**Problem statement:** The lines below starting at the line containing "Target: overcast sky" and ending at the line containing "point_to MUST indicate the light" are to be repeated exactly, with both ends kept and nothing else added.
===== Data for this exercise
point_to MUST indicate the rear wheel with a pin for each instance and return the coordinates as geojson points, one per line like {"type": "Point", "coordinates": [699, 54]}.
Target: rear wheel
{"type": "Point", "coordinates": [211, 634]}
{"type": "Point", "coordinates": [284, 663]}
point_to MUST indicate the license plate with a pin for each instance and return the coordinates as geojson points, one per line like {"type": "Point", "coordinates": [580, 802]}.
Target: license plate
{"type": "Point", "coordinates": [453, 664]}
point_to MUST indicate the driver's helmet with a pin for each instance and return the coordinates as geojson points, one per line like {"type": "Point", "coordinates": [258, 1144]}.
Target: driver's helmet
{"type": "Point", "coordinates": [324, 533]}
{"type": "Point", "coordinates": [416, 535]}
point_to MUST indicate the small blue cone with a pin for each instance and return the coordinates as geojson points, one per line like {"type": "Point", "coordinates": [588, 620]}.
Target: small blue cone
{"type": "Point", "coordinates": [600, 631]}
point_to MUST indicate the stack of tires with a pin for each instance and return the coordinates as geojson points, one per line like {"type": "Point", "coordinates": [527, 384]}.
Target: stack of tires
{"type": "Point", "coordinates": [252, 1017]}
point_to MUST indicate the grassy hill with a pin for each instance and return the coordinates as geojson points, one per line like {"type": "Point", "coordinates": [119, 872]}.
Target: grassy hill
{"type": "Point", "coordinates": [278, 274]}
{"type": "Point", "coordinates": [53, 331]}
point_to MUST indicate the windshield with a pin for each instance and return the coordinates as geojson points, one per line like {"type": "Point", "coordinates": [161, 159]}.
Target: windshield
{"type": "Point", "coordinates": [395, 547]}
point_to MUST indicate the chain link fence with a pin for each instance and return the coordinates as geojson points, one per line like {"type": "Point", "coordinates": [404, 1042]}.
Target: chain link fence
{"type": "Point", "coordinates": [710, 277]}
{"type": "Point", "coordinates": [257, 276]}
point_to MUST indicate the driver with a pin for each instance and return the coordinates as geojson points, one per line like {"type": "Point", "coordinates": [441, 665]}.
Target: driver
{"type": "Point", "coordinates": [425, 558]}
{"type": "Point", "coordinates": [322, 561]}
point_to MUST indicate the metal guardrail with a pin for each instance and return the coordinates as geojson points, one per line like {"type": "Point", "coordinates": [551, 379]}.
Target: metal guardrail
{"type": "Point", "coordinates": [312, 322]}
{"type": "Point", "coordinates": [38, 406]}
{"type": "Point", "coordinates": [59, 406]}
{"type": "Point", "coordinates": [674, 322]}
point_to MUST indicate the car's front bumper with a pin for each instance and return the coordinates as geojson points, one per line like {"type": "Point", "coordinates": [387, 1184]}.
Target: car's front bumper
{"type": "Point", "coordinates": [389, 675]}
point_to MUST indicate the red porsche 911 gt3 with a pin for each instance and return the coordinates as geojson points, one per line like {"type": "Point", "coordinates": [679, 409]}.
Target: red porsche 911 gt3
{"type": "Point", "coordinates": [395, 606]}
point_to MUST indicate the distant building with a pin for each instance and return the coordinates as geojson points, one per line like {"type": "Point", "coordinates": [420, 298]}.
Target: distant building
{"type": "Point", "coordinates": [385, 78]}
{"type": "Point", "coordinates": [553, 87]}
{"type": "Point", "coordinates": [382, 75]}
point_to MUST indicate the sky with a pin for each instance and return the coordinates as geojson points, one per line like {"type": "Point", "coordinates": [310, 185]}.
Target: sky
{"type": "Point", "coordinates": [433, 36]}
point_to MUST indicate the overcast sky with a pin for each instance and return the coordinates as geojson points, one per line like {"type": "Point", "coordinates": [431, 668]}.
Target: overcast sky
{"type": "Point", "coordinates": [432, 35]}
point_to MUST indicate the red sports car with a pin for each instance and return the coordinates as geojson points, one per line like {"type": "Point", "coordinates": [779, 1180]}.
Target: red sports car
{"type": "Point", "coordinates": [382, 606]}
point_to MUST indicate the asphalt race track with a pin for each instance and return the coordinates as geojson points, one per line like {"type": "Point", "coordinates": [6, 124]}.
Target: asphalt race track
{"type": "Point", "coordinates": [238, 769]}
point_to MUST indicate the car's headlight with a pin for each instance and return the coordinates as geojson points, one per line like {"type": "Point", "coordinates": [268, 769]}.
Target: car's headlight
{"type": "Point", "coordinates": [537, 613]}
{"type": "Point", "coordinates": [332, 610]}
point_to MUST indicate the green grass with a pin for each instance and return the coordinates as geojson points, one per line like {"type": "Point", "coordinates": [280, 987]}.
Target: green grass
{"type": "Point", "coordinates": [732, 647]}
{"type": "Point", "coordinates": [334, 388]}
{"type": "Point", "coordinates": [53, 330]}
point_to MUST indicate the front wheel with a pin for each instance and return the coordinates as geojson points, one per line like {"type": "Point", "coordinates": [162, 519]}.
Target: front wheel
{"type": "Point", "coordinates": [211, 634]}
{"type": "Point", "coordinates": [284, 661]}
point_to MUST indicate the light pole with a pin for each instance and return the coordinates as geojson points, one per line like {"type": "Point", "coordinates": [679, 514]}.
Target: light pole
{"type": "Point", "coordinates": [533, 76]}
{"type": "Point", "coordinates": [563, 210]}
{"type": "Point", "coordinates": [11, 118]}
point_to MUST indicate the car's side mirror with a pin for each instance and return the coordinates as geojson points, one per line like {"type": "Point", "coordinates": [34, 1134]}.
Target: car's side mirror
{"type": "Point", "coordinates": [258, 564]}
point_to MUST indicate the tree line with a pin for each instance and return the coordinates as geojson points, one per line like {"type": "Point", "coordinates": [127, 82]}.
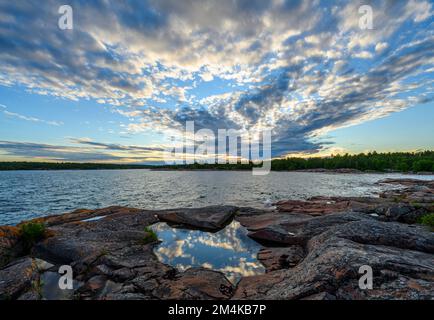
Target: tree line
{"type": "Point", "coordinates": [372, 161]}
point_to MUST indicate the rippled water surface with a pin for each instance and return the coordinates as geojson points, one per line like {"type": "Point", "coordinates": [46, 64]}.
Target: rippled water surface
{"type": "Point", "coordinates": [28, 194]}
{"type": "Point", "coordinates": [229, 250]}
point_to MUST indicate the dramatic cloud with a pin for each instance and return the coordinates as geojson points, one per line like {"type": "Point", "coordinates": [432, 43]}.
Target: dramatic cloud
{"type": "Point", "coordinates": [299, 68]}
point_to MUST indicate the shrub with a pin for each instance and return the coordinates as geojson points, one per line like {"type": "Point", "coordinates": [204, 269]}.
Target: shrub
{"type": "Point", "coordinates": [151, 235]}
{"type": "Point", "coordinates": [32, 232]}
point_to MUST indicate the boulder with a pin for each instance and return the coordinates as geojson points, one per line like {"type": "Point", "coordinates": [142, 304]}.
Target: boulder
{"type": "Point", "coordinates": [213, 218]}
{"type": "Point", "coordinates": [20, 277]}
{"type": "Point", "coordinates": [399, 255]}
{"type": "Point", "coordinates": [280, 258]}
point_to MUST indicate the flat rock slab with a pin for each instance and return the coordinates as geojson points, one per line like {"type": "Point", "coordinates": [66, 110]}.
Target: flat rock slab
{"type": "Point", "coordinates": [21, 276]}
{"type": "Point", "coordinates": [280, 258]}
{"type": "Point", "coordinates": [400, 256]}
{"type": "Point", "coordinates": [196, 284]}
{"type": "Point", "coordinates": [213, 218]}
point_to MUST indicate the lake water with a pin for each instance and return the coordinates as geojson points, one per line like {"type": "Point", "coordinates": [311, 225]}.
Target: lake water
{"type": "Point", "coordinates": [29, 194]}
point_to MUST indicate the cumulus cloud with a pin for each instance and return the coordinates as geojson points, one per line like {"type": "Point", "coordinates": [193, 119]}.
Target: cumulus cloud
{"type": "Point", "coordinates": [299, 68]}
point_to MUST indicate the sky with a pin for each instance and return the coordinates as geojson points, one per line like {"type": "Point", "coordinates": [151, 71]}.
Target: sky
{"type": "Point", "coordinates": [129, 75]}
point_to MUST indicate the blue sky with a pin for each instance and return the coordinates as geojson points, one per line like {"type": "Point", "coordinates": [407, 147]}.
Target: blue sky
{"type": "Point", "coordinates": [129, 75]}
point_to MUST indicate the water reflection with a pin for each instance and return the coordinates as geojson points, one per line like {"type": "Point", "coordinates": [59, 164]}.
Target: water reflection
{"type": "Point", "coordinates": [229, 250]}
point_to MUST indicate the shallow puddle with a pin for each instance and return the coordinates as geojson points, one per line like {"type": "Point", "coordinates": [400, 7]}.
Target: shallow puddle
{"type": "Point", "coordinates": [230, 250]}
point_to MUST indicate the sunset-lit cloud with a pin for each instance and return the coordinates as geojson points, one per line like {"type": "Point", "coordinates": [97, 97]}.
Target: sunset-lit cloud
{"type": "Point", "coordinates": [299, 68]}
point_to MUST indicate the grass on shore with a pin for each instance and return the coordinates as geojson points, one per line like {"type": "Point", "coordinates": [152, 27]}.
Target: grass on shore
{"type": "Point", "coordinates": [32, 232]}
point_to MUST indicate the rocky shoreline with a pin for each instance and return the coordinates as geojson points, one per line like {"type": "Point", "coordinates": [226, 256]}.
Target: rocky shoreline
{"type": "Point", "coordinates": [311, 249]}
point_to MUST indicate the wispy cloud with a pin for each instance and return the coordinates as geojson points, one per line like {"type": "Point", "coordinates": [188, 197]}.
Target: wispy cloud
{"type": "Point", "coordinates": [27, 118]}
{"type": "Point", "coordinates": [300, 68]}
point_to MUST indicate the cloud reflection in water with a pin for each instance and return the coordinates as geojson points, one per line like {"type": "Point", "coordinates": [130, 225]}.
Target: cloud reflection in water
{"type": "Point", "coordinates": [229, 250]}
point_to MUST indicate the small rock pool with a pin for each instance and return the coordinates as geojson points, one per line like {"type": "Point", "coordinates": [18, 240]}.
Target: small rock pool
{"type": "Point", "coordinates": [229, 250]}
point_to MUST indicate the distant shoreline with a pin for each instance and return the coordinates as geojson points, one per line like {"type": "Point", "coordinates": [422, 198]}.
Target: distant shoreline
{"type": "Point", "coordinates": [421, 163]}
{"type": "Point", "coordinates": [325, 171]}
==========
**Answer space:**
Target: overcast sky
{"type": "Point", "coordinates": [432, 35]}
point_to MUST indicate the red sports car with a pin for each instance and return the coordinates as geojson points, one per line like {"type": "Point", "coordinates": [779, 1180]}.
Target: red sports car
{"type": "Point", "coordinates": [382, 606]}
point_to MUST indicate the asphalt race track with a pin for each instance and return the coordinates as geojson points, one per line like {"type": "Point", "coordinates": [6, 124]}.
Target: asphalt race track
{"type": "Point", "coordinates": [238, 769]}
point_to MUST indicate the car's headlight with a pin for each instance and return the coordinates as geojson points, one per line like {"type": "Point", "coordinates": [268, 769]}.
Target: car's headlight
{"type": "Point", "coordinates": [537, 613]}
{"type": "Point", "coordinates": [332, 610]}
point_to MUST indicate the green grass with a pin for each instance and return the coordinates as geojson points, one per line like {"type": "Point", "coordinates": [280, 987]}.
Target: green grass
{"type": "Point", "coordinates": [732, 647]}
{"type": "Point", "coordinates": [334, 388]}
{"type": "Point", "coordinates": [53, 330]}
point_to MUST indicate the front wheel with a pin for each instance and return the coordinates as geojson points, one per line like {"type": "Point", "coordinates": [162, 519]}.
Target: front wheel
{"type": "Point", "coordinates": [211, 634]}
{"type": "Point", "coordinates": [284, 661]}
point_to MUST indicate the light pole with a pin for each instance and return the coordinates as geojson points, one per line like {"type": "Point", "coordinates": [679, 514]}.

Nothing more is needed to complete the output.